*** Quoted passage ***

Natural Killer T (NKT) cells share characteristics of both innate and acquired immunity cells. NKT cells are capable of regulating immunity through the release of cytokines, activation of other immune components and cytolytic attack. NKT cells thereby represent the border between the innate and the acquired immune system.
Dendritic cells (DCs) are tissue resident cells and mature as professional antigen presenting cells (APCs) after TLR-mediated pathogen recognition, antigen capture and activation through innate cytokines. They internalize and process exogenous antigen, presenting antigen fragments associated with MHC II [SLA II: Swine Leucocyte Antigen II”] to antigen specific T helper Lymphocyte. APCs produce cytokines that polarize the differentiation of Thelper and thus regulate whether an antigen will trigger a humoral or a cell mediated immune response. Two subsets of DCs have been identified. Myeloid DCs that induce maturation of Th1. Plasmacytoid DCs, in the presence of high viral load, are able to induce a Th1 response.
Mast Cells (MCs) are resident in the connective tissues of the skin and peritoneum and at intestinal and pulmonary mucosal surfaces, where they serve as sentinel cells that are able to recognize danger signals via TLRs and quickly release inflammatory mediators and proinflammatory and immunemodulator cytokines and many chemokines.
Specific immune cells
T helper lymphocytes (Th) are arguably the most important cells in specific immunity, because they activate, regulate and direct the immune response. Naïve T helper cells recognize antigens presented in association to MHC II molecules by APCs; depending on the type of APC, on the initial innate immune response and on the type of cytokines present in the microenvironment, Th can differentiate into different subsets of lymphocytes (Th1, Th2, Th17, Th9, Th22 and Treg) which can promote the development of different types of immune response according to their production of a different cytokine pattern.

*** End of Quoted passage ***
*** Provided material ***

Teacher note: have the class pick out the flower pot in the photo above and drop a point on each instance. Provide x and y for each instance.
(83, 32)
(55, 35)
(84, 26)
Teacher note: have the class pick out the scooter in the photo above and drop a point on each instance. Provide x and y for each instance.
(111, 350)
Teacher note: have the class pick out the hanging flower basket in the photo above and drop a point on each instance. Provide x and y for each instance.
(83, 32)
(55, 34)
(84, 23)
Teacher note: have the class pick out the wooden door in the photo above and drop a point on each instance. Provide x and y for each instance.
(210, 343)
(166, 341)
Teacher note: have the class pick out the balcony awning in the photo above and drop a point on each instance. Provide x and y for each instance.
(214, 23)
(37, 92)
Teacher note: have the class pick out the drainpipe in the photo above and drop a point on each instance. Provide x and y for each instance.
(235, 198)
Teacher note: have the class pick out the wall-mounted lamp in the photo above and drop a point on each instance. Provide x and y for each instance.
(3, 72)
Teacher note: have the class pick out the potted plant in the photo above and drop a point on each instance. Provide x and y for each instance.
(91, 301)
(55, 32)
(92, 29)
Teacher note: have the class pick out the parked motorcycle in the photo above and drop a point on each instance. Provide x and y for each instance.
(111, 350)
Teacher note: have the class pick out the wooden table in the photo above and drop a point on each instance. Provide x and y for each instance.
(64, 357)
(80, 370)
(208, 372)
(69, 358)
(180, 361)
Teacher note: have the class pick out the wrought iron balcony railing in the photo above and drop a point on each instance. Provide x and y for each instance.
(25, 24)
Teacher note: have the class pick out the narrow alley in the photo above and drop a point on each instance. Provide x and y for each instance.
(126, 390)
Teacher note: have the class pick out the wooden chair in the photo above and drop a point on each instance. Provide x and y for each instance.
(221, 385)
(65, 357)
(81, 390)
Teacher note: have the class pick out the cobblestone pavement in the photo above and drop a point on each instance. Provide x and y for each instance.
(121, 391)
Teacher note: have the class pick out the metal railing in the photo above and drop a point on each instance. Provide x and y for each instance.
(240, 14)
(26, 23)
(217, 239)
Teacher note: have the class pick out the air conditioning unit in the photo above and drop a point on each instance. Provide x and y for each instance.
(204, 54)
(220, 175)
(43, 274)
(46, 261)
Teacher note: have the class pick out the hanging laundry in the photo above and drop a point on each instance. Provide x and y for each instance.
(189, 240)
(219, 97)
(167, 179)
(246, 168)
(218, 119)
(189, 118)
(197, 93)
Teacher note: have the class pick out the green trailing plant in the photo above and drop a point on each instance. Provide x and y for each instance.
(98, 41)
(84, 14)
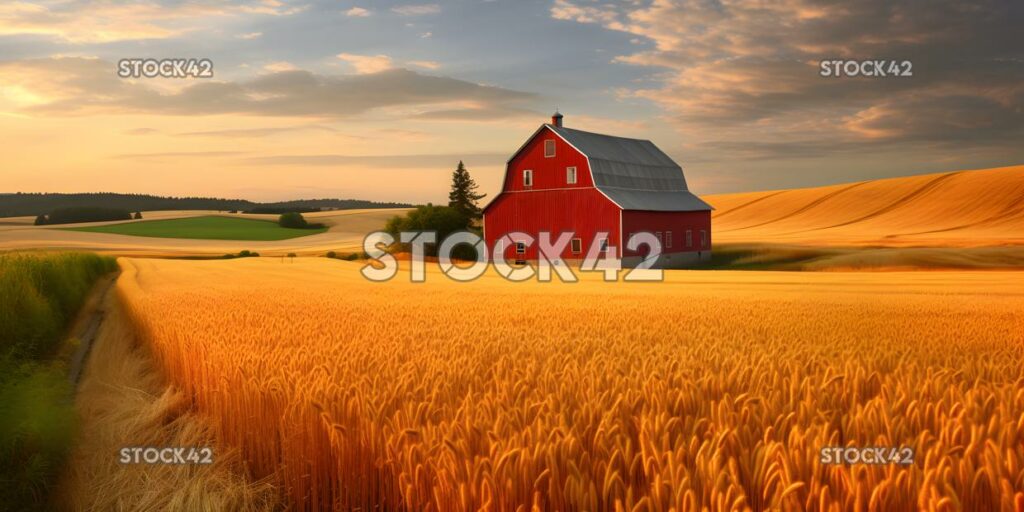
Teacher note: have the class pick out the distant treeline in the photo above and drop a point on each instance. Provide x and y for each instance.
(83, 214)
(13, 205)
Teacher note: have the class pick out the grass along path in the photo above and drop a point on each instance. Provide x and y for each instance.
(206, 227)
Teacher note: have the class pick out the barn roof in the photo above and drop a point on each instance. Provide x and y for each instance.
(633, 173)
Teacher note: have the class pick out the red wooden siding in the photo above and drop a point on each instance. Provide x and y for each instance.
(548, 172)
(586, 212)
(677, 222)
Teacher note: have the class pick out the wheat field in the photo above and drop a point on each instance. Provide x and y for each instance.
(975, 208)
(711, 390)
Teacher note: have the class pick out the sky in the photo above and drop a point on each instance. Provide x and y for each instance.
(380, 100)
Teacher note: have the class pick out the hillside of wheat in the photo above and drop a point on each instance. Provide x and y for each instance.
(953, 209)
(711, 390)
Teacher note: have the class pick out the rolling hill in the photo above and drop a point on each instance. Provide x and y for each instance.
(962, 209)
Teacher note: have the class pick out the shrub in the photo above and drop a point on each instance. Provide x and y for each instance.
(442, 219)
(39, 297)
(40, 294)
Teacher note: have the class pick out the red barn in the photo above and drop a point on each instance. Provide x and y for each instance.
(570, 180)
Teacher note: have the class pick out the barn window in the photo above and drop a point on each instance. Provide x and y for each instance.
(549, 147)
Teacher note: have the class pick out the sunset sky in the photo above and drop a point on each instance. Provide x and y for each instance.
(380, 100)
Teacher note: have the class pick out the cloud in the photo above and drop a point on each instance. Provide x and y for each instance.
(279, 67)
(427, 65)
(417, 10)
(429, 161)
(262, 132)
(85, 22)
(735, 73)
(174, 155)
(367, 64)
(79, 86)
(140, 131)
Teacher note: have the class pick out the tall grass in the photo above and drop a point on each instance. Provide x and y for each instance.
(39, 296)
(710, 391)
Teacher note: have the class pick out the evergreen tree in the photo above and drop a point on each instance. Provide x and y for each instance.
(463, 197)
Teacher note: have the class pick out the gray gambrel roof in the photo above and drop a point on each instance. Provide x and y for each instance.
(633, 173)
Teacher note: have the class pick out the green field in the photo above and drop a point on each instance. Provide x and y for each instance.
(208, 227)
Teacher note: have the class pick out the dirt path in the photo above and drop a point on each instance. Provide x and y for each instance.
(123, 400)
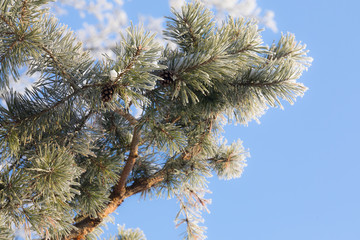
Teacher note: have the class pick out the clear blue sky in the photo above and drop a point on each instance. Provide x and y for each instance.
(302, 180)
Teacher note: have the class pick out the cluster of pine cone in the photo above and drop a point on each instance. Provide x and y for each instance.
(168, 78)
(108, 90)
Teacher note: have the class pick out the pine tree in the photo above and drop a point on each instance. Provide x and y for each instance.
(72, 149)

*** End of Provided material ***
*** Provided material ***

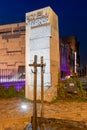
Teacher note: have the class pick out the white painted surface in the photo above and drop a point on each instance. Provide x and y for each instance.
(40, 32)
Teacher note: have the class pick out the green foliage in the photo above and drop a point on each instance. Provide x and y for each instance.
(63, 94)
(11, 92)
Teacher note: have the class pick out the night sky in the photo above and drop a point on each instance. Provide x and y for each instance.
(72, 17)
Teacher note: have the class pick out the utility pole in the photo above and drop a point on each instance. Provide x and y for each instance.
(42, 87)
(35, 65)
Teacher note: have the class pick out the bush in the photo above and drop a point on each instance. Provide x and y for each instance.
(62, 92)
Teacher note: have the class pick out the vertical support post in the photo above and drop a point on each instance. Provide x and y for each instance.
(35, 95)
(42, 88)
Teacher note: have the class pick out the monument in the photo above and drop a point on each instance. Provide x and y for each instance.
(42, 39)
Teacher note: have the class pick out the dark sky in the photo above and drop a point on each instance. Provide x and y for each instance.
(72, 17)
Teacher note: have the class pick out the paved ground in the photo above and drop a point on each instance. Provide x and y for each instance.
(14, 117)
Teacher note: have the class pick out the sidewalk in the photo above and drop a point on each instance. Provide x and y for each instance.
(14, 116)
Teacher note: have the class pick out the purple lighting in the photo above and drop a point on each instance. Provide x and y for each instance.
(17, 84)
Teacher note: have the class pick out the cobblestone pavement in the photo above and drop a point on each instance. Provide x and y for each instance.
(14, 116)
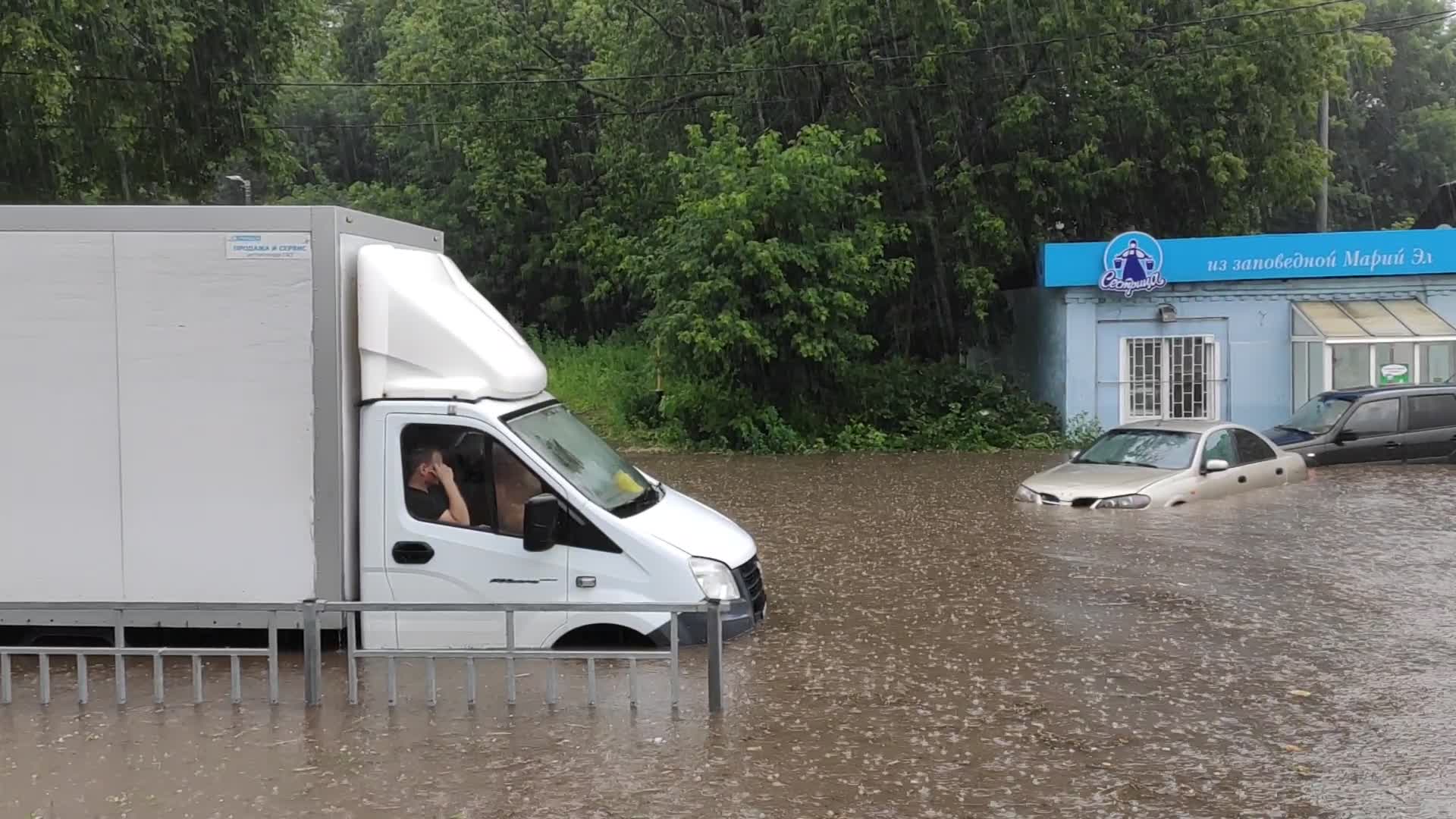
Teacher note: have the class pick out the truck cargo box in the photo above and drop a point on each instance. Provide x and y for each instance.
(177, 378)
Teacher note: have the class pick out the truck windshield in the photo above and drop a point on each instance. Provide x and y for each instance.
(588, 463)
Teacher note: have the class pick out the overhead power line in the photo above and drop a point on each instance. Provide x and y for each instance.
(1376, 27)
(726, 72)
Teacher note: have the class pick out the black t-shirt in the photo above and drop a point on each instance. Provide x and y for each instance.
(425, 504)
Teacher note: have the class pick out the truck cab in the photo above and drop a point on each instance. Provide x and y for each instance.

*** End of Provided material ***

* Task 1
Transcribe the passage on immune cells above between "Natural Killer T" and "acquired immune system.", inclusive.
* Task 2
According to the passage on immune cells, where are mast cells resident?

* Task response 1
Natural Killer T (NKT) cells share characteristics of both innate and acquired immunity cells. NKT cells are capable of regulating immunity through the release of cytokines, activation of other immune components and cytolytic attack. NKT cells thereby represent the border between the innate and the acquired immune system.

* Task response 2
In the connective tissues of the skin and peritoneum and at intestinal and pulmonary mucosal surfaces.